Exercise goal: Write each entry down again precisely, skipping nothing.

Available data:
☆ ☆ ☆ ☆ ☆
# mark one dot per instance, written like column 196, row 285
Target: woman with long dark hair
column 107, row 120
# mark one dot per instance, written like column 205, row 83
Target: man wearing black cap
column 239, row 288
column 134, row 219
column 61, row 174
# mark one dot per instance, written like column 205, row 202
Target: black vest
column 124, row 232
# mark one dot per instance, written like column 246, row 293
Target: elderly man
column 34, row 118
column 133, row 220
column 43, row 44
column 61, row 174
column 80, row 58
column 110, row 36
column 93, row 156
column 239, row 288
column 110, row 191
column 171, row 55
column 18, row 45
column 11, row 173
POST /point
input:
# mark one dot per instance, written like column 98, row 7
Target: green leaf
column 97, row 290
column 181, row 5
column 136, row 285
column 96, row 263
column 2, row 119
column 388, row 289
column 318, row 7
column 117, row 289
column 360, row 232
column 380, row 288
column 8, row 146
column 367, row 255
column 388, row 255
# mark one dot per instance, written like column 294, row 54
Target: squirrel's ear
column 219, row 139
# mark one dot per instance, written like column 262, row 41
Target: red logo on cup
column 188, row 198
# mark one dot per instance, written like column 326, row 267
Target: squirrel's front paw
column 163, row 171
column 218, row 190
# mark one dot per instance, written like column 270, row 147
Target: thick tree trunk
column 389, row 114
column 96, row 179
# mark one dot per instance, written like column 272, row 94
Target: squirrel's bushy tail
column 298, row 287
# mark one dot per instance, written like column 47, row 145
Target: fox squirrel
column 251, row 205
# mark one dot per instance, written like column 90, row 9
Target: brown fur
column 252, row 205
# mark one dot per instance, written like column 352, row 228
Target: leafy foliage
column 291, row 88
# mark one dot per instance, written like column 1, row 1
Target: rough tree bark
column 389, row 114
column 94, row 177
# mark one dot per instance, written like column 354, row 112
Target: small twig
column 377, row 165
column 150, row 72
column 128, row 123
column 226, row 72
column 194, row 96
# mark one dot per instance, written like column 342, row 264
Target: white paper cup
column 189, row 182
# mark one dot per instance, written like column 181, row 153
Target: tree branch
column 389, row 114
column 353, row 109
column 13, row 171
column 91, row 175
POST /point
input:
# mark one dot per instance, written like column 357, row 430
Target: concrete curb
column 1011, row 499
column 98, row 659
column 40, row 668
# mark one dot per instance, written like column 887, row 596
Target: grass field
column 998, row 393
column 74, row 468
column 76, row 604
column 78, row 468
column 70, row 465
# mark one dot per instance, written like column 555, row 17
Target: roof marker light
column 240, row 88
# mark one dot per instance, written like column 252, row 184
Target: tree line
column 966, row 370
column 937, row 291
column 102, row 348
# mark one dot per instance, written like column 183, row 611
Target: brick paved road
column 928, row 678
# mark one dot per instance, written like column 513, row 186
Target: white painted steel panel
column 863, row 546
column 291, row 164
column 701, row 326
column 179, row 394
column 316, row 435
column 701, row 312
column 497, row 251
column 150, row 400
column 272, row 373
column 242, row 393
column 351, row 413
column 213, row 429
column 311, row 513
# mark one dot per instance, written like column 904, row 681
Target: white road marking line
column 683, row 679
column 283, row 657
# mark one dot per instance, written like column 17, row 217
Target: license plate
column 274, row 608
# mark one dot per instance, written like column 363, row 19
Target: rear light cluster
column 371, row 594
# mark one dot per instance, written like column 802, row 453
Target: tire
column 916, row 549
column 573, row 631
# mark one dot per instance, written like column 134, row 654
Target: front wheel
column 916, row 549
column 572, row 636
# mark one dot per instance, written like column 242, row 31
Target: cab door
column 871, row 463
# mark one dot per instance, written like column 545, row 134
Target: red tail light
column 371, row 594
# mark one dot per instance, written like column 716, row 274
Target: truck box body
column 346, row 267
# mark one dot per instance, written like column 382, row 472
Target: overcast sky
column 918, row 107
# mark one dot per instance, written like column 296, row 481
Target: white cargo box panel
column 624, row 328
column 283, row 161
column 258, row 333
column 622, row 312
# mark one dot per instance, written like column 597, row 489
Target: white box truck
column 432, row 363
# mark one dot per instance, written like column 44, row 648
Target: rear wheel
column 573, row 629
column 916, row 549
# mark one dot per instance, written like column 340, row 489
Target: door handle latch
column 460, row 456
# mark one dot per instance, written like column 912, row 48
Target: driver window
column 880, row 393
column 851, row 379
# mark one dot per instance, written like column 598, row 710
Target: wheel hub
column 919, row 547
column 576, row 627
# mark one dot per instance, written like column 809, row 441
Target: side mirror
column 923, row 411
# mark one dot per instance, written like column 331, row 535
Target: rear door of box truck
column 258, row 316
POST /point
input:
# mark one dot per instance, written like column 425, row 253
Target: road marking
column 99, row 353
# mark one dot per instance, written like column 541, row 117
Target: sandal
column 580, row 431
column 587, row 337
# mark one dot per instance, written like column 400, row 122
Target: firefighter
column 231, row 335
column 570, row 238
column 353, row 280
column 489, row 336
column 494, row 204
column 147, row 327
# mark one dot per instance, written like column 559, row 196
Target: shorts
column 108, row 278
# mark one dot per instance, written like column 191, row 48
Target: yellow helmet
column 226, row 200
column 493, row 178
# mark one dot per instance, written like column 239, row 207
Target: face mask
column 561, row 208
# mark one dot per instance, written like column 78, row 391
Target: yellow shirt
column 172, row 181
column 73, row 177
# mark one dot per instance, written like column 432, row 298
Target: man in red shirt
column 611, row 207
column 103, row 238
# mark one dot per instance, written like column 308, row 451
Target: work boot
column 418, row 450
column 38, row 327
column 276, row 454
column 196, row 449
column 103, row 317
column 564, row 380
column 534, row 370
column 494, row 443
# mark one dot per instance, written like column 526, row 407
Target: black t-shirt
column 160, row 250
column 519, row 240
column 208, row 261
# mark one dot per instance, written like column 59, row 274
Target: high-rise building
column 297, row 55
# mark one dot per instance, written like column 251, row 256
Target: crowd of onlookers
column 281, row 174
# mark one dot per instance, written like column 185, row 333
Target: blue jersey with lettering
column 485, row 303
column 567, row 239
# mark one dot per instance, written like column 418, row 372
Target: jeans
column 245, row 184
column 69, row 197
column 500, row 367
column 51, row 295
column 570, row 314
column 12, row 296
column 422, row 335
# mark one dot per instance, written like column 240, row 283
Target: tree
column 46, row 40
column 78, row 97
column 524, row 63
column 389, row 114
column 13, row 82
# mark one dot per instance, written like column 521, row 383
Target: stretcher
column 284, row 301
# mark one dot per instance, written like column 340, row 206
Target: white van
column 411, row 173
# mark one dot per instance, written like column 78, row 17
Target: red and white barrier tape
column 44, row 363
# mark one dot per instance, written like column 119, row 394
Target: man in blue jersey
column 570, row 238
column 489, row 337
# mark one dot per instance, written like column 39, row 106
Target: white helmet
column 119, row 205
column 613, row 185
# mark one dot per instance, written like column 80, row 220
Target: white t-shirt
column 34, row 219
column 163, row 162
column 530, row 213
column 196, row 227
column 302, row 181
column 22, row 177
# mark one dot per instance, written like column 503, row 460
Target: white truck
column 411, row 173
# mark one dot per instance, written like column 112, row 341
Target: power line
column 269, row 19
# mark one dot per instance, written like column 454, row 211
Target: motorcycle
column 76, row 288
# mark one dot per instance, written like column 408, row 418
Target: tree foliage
☆ ☆ ☆ ☆ ☆
Task solution:
# mark one dot per instance, written like column 196, row 285
Target: woman with long dark hair
column 107, row 120
# mark one dot per instance, written like column 205, row 83
Target: man wearing black cap
column 239, row 288
column 134, row 219
column 61, row 174
# mark one dot per instance, written like column 205, row 202
Target: black vest
column 124, row 232
# mark one dot per instance, written like column 246, row 293
Target: elderly man
column 34, row 118
column 133, row 220
column 43, row 44
column 61, row 174
column 80, row 58
column 110, row 36
column 93, row 156
column 239, row 288
column 110, row 191
column 171, row 55
column 18, row 45
column 11, row 173
POST /point
input:
# mark one dot per instance, written like column 98, row 7
Target: green leaf
column 97, row 290
column 181, row 5
column 136, row 285
column 96, row 263
column 2, row 119
column 388, row 289
column 318, row 7
column 117, row 289
column 360, row 232
column 380, row 288
column 8, row 146
column 367, row 255
column 388, row 255
# mark one dot per instance, written like column 294, row 54
Target: squirrel's ear
column 219, row 139
# mark one dot per instance, written like column 262, row 41
Target: red logo on cup
column 188, row 198
# mark one dot per instance, written like column 326, row 267
Target: squirrel's front paw
column 163, row 171
column 218, row 190
# mark one dot per instance, written like column 270, row 147
Target: thick tree trunk
column 389, row 114
column 96, row 179
# mark one dot per instance, written like column 272, row 94
Target: squirrel's bushy tail
column 298, row 287
# mark one dot per instance, written like column 47, row 145
Target: fox squirrel
column 251, row 205
# mark one dot per instance, written like column 90, row 9
Target: brown fur
column 252, row 205
# mark one dot per instance, written like column 352, row 228
Target: leafy foliage
column 291, row 88
# mark one dot per instance, written like column 1, row 1
Target: rough tree bark
column 389, row 114
column 94, row 177
# mark one dot per instance, written like column 354, row 112
Target: small twig
column 377, row 165
column 150, row 72
column 128, row 123
column 226, row 72
column 194, row 96
# mark one dot per instance, written like column 342, row 264
Target: white paper cup
column 189, row 182
# mark one dot per instance, written like column 181, row 153
Target: tree branch
column 389, row 114
column 353, row 109
column 13, row 171
column 91, row 175
POST /point
input:
# mark one dot per instance, written like column 357, row 430
Target: concrete curb
column 1011, row 499
column 98, row 659
column 40, row 668
# mark one dot per instance, written like column 887, row 596
Target: grass field
column 998, row 393
column 74, row 468
column 76, row 604
column 78, row 468
column 70, row 465
# mark one dot per instance, written like column 555, row 17
Target: roof marker light
column 240, row 88
# mark one dot per instance, written like column 252, row 184
Target: tree line
column 966, row 370
column 937, row 291
column 102, row 348
# mark one dot per instance, written like column 183, row 611
Target: brick paved road
column 928, row 678
# mark one dot per instance, written like column 513, row 186
Target: white painted steel panel
column 863, row 546
column 291, row 164
column 701, row 326
column 179, row 394
column 316, row 435
column 701, row 312
column 497, row 251
column 150, row 400
column 272, row 373
column 242, row 393
column 351, row 413
column 213, row 429
column 311, row 513
# mark one dot per instance, written like column 904, row 681
Target: white road marking line
column 683, row 679
column 283, row 657
# mark one dot per instance, written like column 17, row 217
Target: license plate
column 274, row 608
# mark one dot per instance, written like column 363, row 19
Target: rear light cluster
column 371, row 594
# mark one dot per instance, written like column 802, row 453
Target: tire
column 916, row 549
column 573, row 631
# mark one dot per instance, written like column 134, row 654
Target: front wheel
column 916, row 549
column 572, row 636
# mark one dot per instance, written like column 242, row 31
Target: cab door
column 871, row 463
# mark one dot per instance, written like column 545, row 134
Target: red tail light
column 371, row 594
# mark one dot per instance, written like column 716, row 274
Target: truck box body
column 346, row 267
# mark one dot per instance, written like column 382, row 472
Target: overcast sky
column 918, row 107
# mark one dot per instance, written like column 296, row 481
Target: white cargo box panel
column 624, row 328
column 283, row 161
column 258, row 333
column 622, row 312
# mark one dot per instance, written like column 597, row 489
Target: white box truck
column 432, row 363
# mark one dot per instance, written like column 44, row 648
Target: rear wheel
column 573, row 629
column 916, row 549
# mark one dot per instance, written like column 340, row 489
Target: door handle latch
column 460, row 456
# mark one dot per instance, written like column 912, row 48
Target: driver window
column 880, row 393
column 851, row 379
# mark one dot per instance, written like column 598, row 710
Target: wheel hub
column 919, row 547
column 576, row 627
# mark one dot per instance, written like column 809, row 441
Target: side mirror
column 923, row 411
# mark one dot per instance, written like column 331, row 535
Target: rear door of box truck
column 258, row 316
POST /point
input:
# mark one dot per instance, written like column 425, row 253
Target: road marking
column 99, row 353
# mark one dot per instance, written like column 541, row 117
Target: sandal
column 580, row 431
column 587, row 337
# mark one dot per instance, written like column 400, row 122
Target: firefighter
column 231, row 335
column 570, row 238
column 353, row 280
column 489, row 336
column 494, row 204
column 147, row 327
# mark one dot per instance, written like column 559, row 196
Target: shorts
column 108, row 278
# mark one dot per instance, written like column 191, row 48
Target: yellow helmet
column 226, row 200
column 493, row 178
# mark one dot per instance, written like column 239, row 207
Target: face mask
column 561, row 208
# mark one dot per instance, written like column 78, row 391
Target: yellow shirt
column 172, row 181
column 73, row 177
# mark one dot per instance, written like column 432, row 298
Target: man in red shirt
column 611, row 207
column 103, row 238
# mark one dot per instance, written like column 308, row 451
Target: work boot
column 418, row 450
column 38, row 327
column 276, row 454
column 196, row 449
column 103, row 317
column 564, row 380
column 534, row 370
column 494, row 443
# mark one dot per instance, written like column 526, row 407
Target: black t-shirt
column 160, row 250
column 519, row 240
column 208, row 261
# mark one dot per instance, written like column 59, row 274
Target: high-rise building
column 297, row 55
# mark one dot per instance, written like column 251, row 256
Target: crowd of onlookers
column 281, row 174
# mark one dot per instance, written like column 185, row 333
Target: blue jersey with lettering
column 485, row 303
column 567, row 239
# mark one dot per instance, written like column 418, row 372
Target: jeans
column 245, row 184
column 69, row 197
column 500, row 367
column 51, row 295
column 570, row 314
column 12, row 296
column 422, row 335
# mark one dot per instance, written like column 240, row 283
Target: tree
column 46, row 40
column 78, row 97
column 524, row 63
column 389, row 114
column 13, row 82
# mark one dot per instance, written like column 521, row 383
Target: stretcher
column 284, row 301
# mark one dot per instance, written like column 340, row 206
Target: white van
column 411, row 173
# mark one dot per instance, written like column 78, row 17
Target: red and white barrier tape
column 44, row 363
# mark one dot per instance, written like column 119, row 394
Target: man in blue jersey
column 570, row 238
column 489, row 337
# mark one dot per instance, written like column 39, row 106
Target: white helmet
column 119, row 205
column 613, row 185
# mark one dot per instance, written like column 80, row 220
Target: white t-shirt
column 34, row 219
column 163, row 162
column 530, row 213
column 196, row 227
column 302, row 181
column 22, row 177
# mark one dot per instance, written like column 503, row 460
Target: white truck
column 411, row 173
# mark one dot per instance, written like column 112, row 341
Target: power line
column 269, row 19
# mark one dot per instance, written like column 454, row 211
Target: motorcycle
column 76, row 288
# mark one dot per instance, written like column 408, row 418
Target: tree foliage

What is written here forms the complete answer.